Image point grounding data
• • •
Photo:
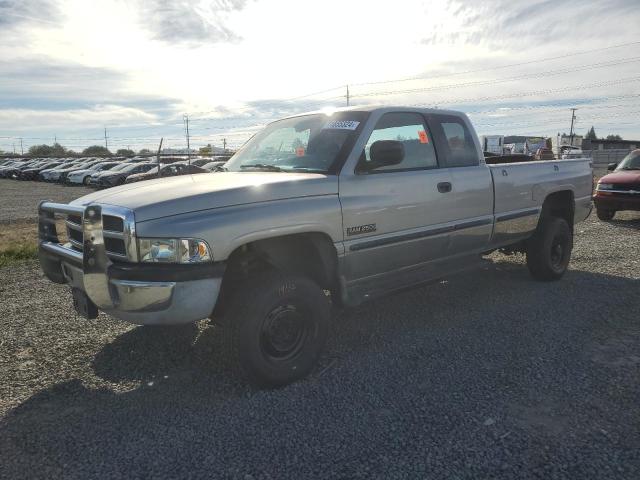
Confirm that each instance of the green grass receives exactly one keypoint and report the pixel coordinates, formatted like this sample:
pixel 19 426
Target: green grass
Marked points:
pixel 18 254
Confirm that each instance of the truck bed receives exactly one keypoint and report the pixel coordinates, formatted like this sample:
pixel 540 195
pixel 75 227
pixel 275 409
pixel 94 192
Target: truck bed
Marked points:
pixel 521 188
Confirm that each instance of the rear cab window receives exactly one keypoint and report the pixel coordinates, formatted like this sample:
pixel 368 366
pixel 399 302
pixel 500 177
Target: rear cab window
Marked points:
pixel 410 129
pixel 454 141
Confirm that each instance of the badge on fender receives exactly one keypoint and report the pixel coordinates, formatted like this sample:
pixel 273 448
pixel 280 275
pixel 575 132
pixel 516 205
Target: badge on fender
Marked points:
• • •
Exercise goal | Generate a word-for-word copy of the preceding records, excluding all pictures.

Task solution |
Photo:
Confirm that each instance of the green grass receives exactly one keypoint and report the pixel coordinates, formatted like this sample:
pixel 19 426
Target: green grass
Marked points:
pixel 18 254
Confirm that each instance of the truck bed receives exactly one keypoint and report the pixel coordinates, formatted like this sample:
pixel 540 195
pixel 75 227
pixel 275 409
pixel 94 192
Target: truck bed
Marked points:
pixel 521 188
Confirm that each instance of the rear cab window receives exactly one keypoint and report the pixel coordinates, formatted like this sample:
pixel 368 366
pixel 399 302
pixel 500 177
Target: rear cab window
Marked points:
pixel 410 129
pixel 454 141
Confirm that each instance of the badge on fender receives exactly one keypoint and report the pixel coordinates, formatted like this sample:
pixel 273 448
pixel 280 275
pixel 575 132
pixel 516 205
Target: badge on fender
Marked points:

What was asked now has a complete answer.